── DATASET ROWS ──

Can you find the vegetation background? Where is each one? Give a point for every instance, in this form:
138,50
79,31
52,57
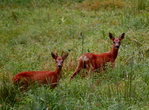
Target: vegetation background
31,29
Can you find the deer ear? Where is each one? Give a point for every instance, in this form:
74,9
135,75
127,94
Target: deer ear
65,55
111,36
122,36
53,55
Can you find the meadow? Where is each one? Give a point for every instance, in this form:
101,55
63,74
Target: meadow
31,29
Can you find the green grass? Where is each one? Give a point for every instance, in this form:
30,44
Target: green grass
31,30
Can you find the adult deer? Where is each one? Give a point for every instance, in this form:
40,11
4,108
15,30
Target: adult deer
42,77
95,62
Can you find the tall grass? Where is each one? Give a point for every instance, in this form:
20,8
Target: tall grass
31,30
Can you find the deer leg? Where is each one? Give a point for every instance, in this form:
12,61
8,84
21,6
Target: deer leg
79,67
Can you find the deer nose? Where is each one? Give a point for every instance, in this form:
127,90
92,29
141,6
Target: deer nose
59,66
117,46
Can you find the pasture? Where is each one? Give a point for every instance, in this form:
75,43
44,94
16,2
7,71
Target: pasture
31,29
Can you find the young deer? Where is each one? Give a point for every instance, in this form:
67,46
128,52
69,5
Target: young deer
42,77
95,62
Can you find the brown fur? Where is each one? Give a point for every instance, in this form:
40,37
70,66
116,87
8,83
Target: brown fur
41,77
93,62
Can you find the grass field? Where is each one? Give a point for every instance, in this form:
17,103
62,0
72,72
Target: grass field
31,29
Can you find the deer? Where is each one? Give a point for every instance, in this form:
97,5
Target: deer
51,78
97,62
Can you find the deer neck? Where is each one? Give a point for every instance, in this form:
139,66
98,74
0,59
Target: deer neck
58,71
114,52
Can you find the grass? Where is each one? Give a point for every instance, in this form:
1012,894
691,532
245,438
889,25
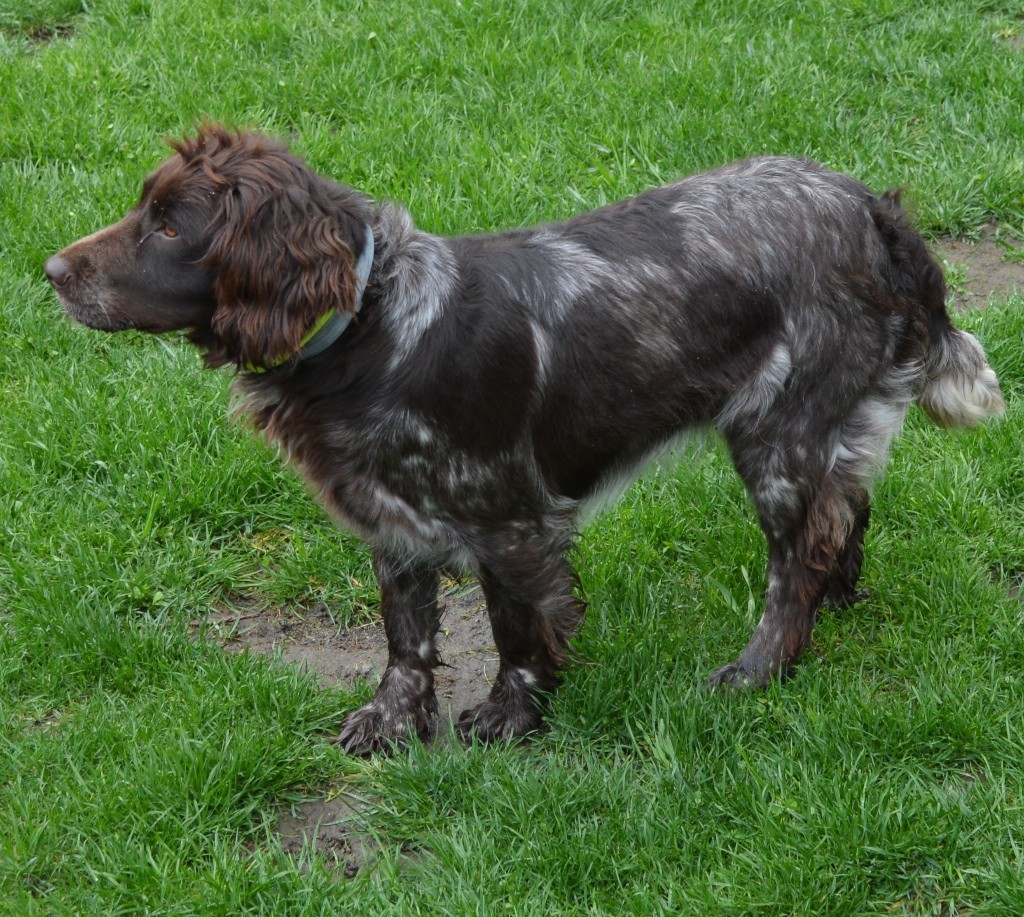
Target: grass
140,769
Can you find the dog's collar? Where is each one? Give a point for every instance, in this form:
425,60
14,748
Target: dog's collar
331,325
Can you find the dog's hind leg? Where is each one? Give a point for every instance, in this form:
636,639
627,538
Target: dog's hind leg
842,591
530,590
809,521
404,703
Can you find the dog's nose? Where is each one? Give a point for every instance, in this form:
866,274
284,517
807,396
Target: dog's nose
57,270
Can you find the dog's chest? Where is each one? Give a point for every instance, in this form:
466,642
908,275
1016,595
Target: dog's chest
395,481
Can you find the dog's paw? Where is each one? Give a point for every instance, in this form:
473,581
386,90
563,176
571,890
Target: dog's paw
735,675
492,722
375,729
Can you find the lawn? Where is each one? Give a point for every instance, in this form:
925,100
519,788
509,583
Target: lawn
142,768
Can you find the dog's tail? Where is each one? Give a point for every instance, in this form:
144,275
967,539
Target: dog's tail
960,389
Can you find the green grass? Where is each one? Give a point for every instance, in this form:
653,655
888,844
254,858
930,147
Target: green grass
140,770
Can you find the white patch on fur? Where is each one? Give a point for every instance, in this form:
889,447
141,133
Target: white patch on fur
527,677
752,400
610,489
778,492
862,449
419,275
962,389
542,347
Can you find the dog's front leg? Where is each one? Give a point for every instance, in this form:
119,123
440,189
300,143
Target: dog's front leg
404,703
530,590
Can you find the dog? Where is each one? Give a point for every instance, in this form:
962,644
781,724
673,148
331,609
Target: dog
469,401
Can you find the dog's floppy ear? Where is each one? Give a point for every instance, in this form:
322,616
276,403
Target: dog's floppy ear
283,256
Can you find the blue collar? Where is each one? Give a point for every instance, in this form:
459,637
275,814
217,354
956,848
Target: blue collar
330,326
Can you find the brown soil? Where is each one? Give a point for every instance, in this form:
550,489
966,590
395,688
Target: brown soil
989,274
336,824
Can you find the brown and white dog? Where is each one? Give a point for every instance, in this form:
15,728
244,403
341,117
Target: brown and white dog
466,401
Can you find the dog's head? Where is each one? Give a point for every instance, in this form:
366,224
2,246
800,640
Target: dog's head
233,239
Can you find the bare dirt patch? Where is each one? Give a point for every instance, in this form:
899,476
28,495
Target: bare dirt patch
336,824
983,269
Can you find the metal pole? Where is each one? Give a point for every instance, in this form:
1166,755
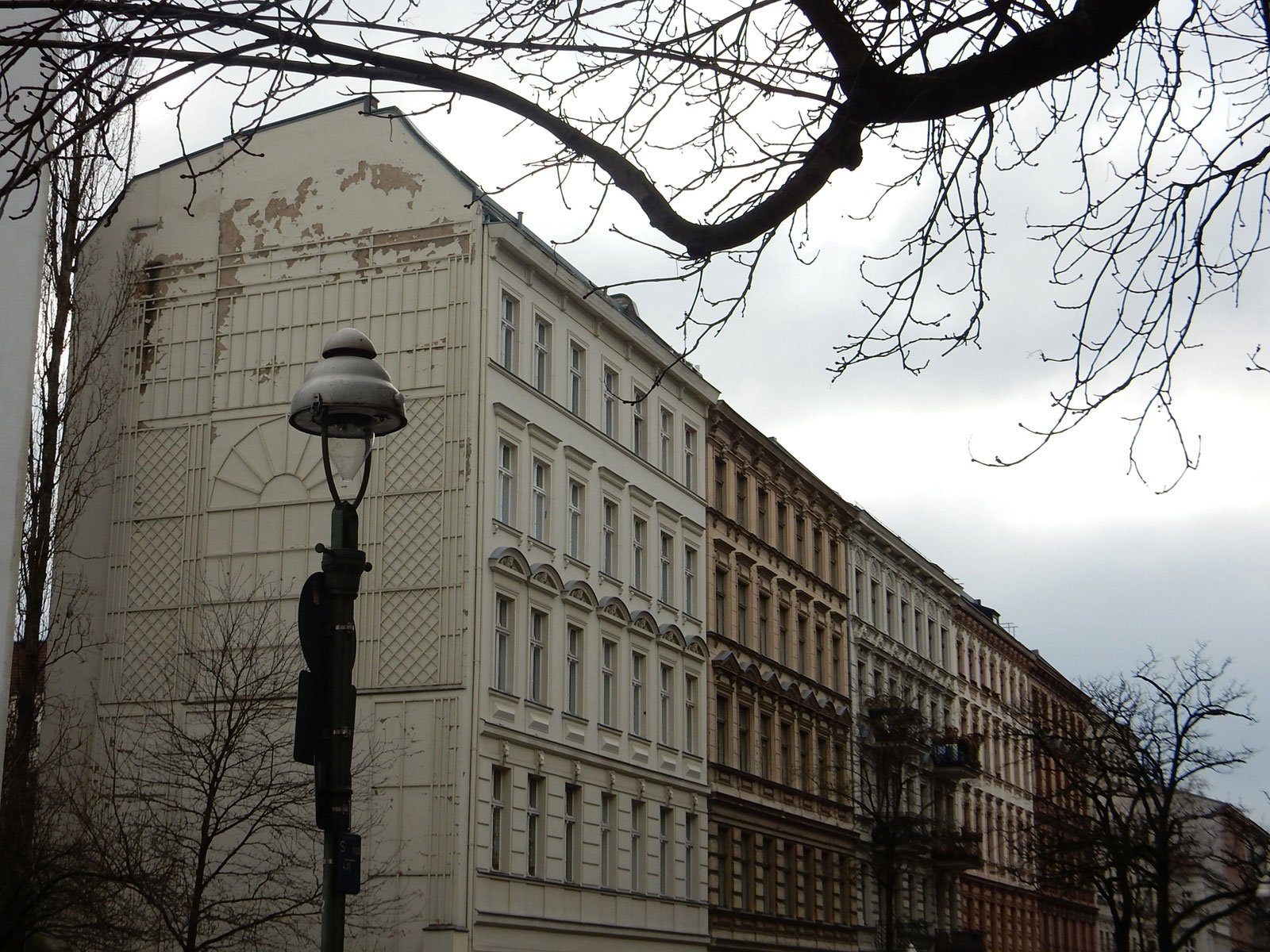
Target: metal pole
343,565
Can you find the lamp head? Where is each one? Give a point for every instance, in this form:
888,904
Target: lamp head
348,393
347,400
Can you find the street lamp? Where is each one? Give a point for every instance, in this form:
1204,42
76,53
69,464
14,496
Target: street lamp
347,400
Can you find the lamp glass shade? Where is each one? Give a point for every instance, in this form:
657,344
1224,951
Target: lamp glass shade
348,455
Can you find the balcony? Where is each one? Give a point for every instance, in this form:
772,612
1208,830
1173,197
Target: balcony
956,758
908,933
956,848
962,941
893,725
905,835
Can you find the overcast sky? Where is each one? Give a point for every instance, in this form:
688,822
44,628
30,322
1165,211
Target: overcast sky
1083,562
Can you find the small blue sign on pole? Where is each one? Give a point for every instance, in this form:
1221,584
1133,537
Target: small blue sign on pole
348,863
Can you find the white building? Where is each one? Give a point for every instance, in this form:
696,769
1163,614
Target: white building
530,639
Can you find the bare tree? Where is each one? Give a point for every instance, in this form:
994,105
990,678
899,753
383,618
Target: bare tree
201,816
1130,820
724,121
42,877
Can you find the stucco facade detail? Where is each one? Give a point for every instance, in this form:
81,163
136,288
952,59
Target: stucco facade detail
535,687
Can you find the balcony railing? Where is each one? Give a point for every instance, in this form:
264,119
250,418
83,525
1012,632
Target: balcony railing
963,941
956,848
956,758
905,835
908,933
893,723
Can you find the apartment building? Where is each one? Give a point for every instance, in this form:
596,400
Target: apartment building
838,761
785,844
1001,896
531,641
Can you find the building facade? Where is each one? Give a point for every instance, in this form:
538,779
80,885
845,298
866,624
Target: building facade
643,678
840,757
531,643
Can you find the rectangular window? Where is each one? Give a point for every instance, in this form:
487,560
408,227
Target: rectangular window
539,624
664,833
637,846
505,615
836,663
533,827
667,559
690,714
506,508
577,380
690,581
611,401
690,459
607,848
572,837
666,441
639,558
666,708
723,729
541,494
765,746
791,889
577,526
721,600
690,856
638,704
541,355
639,428
765,608
573,670
725,873
822,767
501,787
510,311
607,683
609,556
787,754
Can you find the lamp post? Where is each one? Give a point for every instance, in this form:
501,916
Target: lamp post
347,400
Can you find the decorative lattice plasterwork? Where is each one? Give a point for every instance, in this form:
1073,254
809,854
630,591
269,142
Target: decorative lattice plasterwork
159,471
414,457
156,564
410,649
149,655
412,528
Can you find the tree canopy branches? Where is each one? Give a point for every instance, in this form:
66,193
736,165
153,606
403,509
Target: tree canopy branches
723,121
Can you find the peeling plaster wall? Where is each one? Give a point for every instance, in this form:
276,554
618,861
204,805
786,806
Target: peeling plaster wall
346,219
338,220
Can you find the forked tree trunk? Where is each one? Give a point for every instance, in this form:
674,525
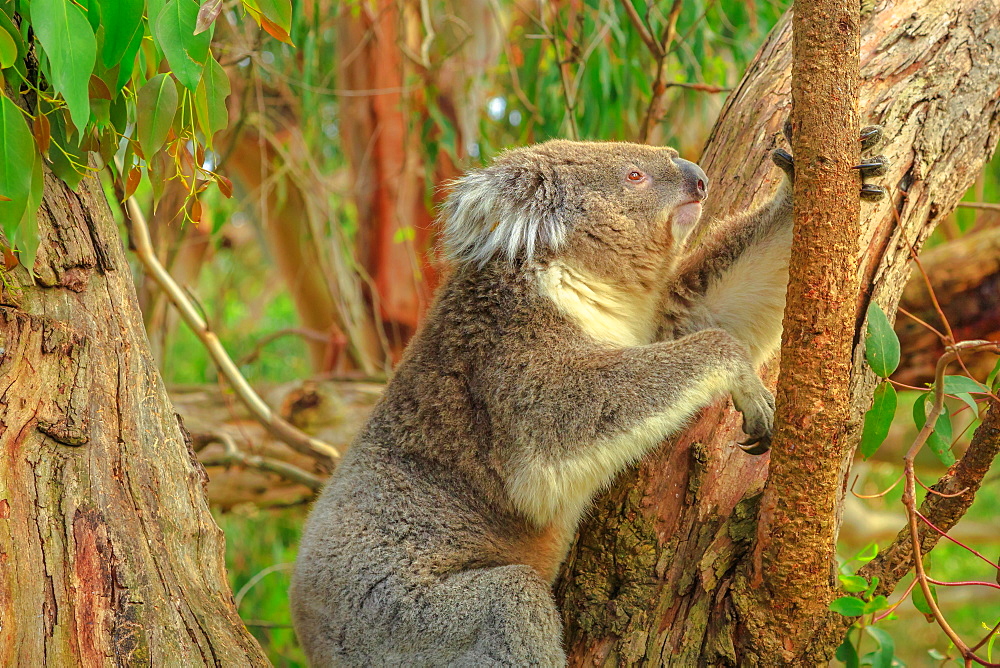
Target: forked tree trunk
661,571
108,553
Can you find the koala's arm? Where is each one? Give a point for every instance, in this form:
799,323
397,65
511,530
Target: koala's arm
736,279
580,416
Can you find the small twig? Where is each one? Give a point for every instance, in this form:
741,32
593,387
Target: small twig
987,206
910,496
324,453
257,578
233,455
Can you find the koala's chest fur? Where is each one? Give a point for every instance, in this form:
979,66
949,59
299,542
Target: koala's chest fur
607,313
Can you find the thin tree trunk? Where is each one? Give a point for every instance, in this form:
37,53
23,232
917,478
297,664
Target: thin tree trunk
792,580
659,573
108,553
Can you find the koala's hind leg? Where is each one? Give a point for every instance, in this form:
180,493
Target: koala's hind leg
513,608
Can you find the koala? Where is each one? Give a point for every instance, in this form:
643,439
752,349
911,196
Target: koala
575,333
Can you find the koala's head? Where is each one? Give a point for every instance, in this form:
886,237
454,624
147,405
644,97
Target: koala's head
599,203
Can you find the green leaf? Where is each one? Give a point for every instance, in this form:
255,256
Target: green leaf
853,583
127,63
991,380
155,109
876,604
878,419
886,647
868,553
871,587
8,49
66,37
848,606
881,343
210,100
958,384
122,20
27,231
62,161
940,439
920,601
174,33
848,653
16,148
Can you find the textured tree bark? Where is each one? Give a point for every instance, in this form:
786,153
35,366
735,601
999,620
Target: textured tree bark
791,581
965,275
660,573
108,553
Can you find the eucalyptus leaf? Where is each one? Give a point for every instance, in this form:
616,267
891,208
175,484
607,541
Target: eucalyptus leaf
881,343
68,41
185,51
122,19
155,109
16,147
878,419
848,606
939,440
886,647
210,100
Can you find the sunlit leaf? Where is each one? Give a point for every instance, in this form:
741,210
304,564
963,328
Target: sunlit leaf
155,109
185,51
68,41
886,647
8,49
122,19
881,343
42,132
853,583
939,440
848,606
15,181
210,10
878,419
210,100
920,601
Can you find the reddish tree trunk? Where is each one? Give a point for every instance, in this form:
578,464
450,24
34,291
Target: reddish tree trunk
659,573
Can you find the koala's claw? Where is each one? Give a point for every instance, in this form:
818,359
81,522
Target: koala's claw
876,166
872,193
757,406
755,446
784,159
871,136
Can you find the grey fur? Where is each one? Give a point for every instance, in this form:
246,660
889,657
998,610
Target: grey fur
569,340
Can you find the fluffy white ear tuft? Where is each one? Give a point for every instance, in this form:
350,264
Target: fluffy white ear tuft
505,212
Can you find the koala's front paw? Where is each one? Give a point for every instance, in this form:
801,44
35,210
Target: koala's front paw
757,405
870,137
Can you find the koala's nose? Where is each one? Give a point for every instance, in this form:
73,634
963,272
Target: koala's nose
694,179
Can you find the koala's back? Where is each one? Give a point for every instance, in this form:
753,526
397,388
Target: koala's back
412,555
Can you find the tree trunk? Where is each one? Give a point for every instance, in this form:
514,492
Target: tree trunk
791,581
659,574
108,553
965,275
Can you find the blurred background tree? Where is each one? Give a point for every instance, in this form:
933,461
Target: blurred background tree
345,121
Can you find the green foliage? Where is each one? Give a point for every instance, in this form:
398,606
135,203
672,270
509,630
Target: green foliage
881,343
93,70
878,419
939,440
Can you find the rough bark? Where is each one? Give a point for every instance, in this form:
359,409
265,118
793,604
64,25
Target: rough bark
792,577
965,275
108,553
659,573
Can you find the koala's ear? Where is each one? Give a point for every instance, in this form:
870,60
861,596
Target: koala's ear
506,211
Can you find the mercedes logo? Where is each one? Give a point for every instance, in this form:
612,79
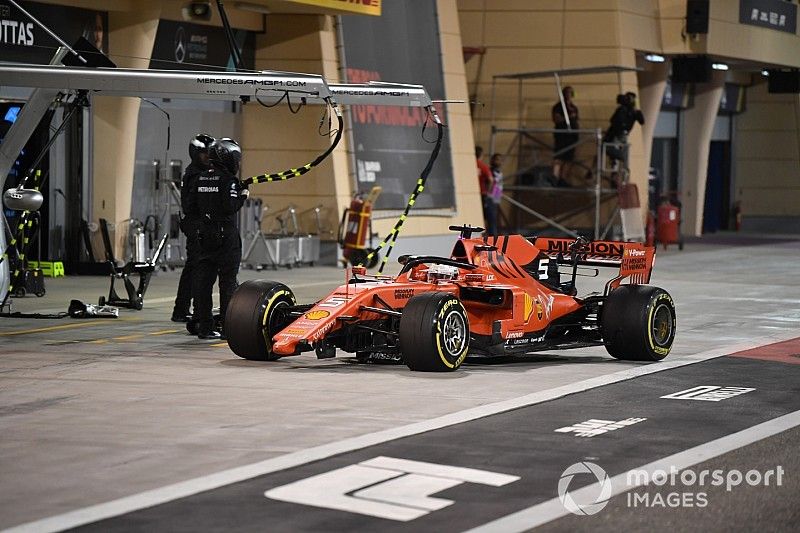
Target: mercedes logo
180,45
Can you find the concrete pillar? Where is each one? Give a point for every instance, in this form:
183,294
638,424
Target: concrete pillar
697,125
115,120
652,83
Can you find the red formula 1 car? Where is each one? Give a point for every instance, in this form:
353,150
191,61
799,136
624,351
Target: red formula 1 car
497,296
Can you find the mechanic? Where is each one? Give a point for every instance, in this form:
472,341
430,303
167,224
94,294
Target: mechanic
217,196
198,152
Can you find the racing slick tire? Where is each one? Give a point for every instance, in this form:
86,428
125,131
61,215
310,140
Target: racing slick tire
254,316
434,332
638,323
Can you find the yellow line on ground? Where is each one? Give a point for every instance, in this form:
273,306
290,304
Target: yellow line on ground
127,337
53,328
165,332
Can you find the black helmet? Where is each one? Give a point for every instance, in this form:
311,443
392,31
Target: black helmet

───

EXERCISE INSTRUCTIONS ->
Repeat verbatim the range of lines that opens at the line containing "Can you find the koala's nose?" and closes at the last line of the entries, excluding all pictures.

RIGHT ANSWER ->
Can you find the koala's nose? Where is each one? Give a point for every instance, in this form:
73,634
963,272
Target: koala's nose
694,179
Can you find the koala's back? Where is each one? Give a point for every instance, in this form:
753,526
397,388
Target: koala's back
412,555
Can you find the tree trunk? Where is each one? Give a point for every instance, in this form:
514,492
Target: tree trunk
791,581
659,574
108,553
965,275
Can you find the blurred background tree? Where is each one? Give a point for every instance, in this form:
933,461
Target: blurred background tree
345,121
Can you find the green foliage? Where is each one? Give a point for every instance, in this form:
398,606
135,203
672,270
509,630
Target: green foliage
881,343
93,70
878,419
939,440
Can you find the rough bark? Where is each one? Give a point for every instance, in this form:
359,409
265,118
793,604
64,25
Target: rough bark
792,577
965,275
108,553
659,573
Can you find the koala's ear? Where is each one? Give a point for every instance, in this form:
870,60
861,596
Target: koala's ear
506,211
Can you find the mercedes logo? Where is each one? Give a point for every instance, in this form:
612,79
Target: mercedes logo
180,45
Can you find the concrete pillar? Where is each one? Give a point for every instance, in this form:
183,294
638,424
Target: concrete pillar
697,125
115,120
652,83
Can you find the red formula 1 car? Where is each one? Give a point for every instance, in this form:
353,150
191,61
799,136
624,351
Target: red formula 1 car
497,296
Can you find the mechanic? Where is each one? Give a point for every instance, in this form:
472,341
430,303
167,224
94,294
Target: mechanic
217,196
198,152
Can you find the racing slick tire? Where is each one? Give a point for every instance, in this form:
86,428
125,131
61,215
310,140
Target: racing slick tire
254,316
434,332
638,323
Can you find the yellow line on ground? Where is each one? Give a point for every instance, in this form:
273,306
290,304
Target: yellow line on ground
127,337
53,328
165,332
Can you find the black helmet? Where is each one? Give a point for every instance, in this form:
311,443
392,31
Target: black helmet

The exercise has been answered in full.